## STATED GOAL 1
Edit the part of the small-probabilities text that opens with the words containing "Furthermore, he notes, models" and closes with "a bit more.", replacing "bruise" with "cut" throughout.
## STATED GOAL 2
According to the small-probabilities text, why do people tend to dismiss a harmful event that has only a small chance of happening?

Taleb writes that it is irresponsible to ask people to rely on the calculation of small probabilities for man-made systems since these probabilities are almost impossible to calculate with any accuracy. (To read his reasoning, see entry 142 on the notebook section of his website entitled “Time to understand a few facts about small probabilities [criminal stupidity of statistical science].”) Natural systems that have operated for eons may more easily lend themselves to the calculation of such probabilities. But man-made systems have a relatively short history to draw from, especially the nuclear infrastructure which is no more than 60 years old. Calculations for man-made systems that result in incidents occurring every million years should be dismissed on their face as useless.

Furthermore, he notes, models used to calculate such risk tend to underestimate small probabilities. What’s worse, the consequences are almost always wildly underestimated as well. Beyond this, if people are told that a harmful event has a small chance of happening, say, 1 in a 1,000, they tend to dismiss it, even if that event might have severe consequences. This is because they don’t understand that risk is the product of probability times severity.

If the worst that walking across your room could do is cause a bruise from falling, you wouldn’t think much about it. Even if the chance of getting a bruise were significant, you’d probably be careful and figure it’s worth the risk. But if walking across your room subjected you to the possibility of losing your arm, you might contemplate your next move a bit more.

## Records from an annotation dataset
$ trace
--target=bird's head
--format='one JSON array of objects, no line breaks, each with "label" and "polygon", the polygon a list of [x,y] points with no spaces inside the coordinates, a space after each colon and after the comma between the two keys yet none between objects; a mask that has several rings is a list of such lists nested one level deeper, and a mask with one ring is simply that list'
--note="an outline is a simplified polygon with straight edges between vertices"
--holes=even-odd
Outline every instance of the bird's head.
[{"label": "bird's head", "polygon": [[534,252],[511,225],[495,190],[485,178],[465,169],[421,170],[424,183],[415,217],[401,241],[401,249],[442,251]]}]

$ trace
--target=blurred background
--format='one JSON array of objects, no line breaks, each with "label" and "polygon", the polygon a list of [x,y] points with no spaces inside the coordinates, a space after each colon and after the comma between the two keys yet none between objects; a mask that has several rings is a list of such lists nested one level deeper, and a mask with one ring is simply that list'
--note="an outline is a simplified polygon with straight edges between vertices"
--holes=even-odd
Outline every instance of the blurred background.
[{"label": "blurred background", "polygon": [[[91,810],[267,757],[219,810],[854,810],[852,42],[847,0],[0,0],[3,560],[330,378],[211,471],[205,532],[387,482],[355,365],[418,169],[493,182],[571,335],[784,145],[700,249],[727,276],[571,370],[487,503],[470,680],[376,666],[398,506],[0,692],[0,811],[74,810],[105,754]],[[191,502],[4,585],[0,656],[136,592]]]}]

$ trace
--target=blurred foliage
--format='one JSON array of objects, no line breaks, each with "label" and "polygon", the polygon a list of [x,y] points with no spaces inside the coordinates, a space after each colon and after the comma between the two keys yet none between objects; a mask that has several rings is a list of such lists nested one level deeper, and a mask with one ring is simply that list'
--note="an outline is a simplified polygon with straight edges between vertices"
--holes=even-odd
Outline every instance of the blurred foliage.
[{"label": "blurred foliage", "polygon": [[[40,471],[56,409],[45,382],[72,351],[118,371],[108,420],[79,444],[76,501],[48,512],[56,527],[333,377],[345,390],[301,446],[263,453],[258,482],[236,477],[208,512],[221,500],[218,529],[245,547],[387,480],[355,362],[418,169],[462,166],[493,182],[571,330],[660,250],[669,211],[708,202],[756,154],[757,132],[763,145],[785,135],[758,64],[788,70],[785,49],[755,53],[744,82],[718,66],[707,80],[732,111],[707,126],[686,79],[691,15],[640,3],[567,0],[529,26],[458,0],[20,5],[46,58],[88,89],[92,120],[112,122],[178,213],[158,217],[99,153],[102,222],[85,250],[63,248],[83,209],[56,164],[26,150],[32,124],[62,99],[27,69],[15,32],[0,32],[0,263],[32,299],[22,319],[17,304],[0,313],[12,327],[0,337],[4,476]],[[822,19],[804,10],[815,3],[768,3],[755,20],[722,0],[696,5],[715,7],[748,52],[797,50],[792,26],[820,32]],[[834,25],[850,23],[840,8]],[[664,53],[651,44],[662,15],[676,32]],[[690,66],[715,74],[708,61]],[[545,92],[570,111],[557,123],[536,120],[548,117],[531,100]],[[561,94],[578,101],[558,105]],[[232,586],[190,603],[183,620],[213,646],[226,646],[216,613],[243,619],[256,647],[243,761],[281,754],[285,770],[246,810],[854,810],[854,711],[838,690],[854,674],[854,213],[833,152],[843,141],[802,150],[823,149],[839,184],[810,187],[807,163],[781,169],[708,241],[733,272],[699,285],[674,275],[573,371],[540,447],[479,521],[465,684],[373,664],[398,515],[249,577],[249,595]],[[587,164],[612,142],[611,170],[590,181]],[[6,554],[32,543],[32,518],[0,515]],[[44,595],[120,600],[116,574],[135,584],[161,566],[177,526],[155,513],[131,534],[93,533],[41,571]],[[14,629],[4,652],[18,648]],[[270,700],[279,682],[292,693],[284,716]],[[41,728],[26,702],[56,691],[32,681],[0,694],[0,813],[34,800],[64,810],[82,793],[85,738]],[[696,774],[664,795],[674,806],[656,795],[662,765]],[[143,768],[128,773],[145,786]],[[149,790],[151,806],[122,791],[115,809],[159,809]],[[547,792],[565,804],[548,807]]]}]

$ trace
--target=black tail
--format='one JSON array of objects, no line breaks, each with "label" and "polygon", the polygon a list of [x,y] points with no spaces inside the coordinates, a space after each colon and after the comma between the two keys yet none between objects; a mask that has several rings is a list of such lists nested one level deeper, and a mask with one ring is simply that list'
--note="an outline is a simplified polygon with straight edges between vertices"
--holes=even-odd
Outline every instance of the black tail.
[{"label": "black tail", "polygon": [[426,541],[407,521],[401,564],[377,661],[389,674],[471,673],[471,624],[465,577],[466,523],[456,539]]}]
==
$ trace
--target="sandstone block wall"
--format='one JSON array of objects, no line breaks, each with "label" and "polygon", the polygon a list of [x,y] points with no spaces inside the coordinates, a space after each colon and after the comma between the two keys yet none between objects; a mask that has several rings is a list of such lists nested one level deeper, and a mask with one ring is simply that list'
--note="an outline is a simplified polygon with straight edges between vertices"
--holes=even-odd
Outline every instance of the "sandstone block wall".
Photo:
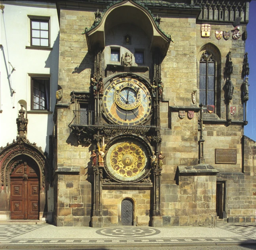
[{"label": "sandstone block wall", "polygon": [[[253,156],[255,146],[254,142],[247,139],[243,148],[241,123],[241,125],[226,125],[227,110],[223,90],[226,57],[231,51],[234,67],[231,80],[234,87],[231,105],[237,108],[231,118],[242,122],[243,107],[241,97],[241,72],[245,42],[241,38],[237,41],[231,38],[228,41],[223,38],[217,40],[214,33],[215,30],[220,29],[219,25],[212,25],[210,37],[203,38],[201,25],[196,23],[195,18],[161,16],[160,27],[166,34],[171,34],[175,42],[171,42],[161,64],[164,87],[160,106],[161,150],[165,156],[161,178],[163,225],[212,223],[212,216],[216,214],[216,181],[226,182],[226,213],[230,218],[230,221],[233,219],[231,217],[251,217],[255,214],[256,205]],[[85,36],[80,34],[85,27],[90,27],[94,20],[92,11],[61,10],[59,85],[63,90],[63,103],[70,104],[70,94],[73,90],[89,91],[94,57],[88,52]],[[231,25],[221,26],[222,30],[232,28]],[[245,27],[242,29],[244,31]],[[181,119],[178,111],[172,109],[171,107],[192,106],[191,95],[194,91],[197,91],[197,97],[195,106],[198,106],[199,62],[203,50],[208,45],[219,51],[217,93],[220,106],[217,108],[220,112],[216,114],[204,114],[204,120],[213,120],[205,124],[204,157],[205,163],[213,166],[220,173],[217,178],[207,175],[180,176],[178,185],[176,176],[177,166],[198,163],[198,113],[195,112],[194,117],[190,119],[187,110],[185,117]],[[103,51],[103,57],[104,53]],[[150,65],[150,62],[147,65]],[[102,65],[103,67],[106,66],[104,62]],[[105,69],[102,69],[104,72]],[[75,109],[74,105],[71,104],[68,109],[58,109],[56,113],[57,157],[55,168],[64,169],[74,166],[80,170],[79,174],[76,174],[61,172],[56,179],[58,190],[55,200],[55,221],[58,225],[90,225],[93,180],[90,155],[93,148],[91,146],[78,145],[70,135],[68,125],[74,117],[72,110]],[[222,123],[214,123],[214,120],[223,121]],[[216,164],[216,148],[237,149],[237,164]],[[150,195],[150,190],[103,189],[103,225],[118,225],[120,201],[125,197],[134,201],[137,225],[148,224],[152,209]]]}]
==
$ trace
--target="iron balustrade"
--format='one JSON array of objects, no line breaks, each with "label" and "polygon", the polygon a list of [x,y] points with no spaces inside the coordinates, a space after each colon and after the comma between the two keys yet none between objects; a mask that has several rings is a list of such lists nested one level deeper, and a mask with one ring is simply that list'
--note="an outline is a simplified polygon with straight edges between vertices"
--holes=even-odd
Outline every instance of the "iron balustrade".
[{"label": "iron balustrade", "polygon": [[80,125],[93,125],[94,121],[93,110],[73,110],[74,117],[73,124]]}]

## COMPLETE OUTPUT 1
Furthermore, he notes, models used to calculate such risk tend to underestimate small probabilities. What’s worse, the consequences are almost always wildly underestimated as well. Beyond this, if people are told that a harmful event has a small chance of happening, say, 1 in a 1,000, they tend to dismiss it, even if that event might have severe consequences. This is because they don’t understand that risk is the product of probability times severity.

If the worst that walking across your room could do is cause a cut from falling, you wouldn’t think much about it. Even if the chance of getting a cut were significant, you’d probably be careful and figure it’s worth the risk. But if walking across your room subjected you to the possibility of losing your arm, you might contemplate your next move a bit more.

## COMPLETE OUTPUT 2
They don't understand that risk is the product of probability times severity. As a result, a low chance such as 1 in 1,000 leads them to dismiss the event even when its consequences might be severe.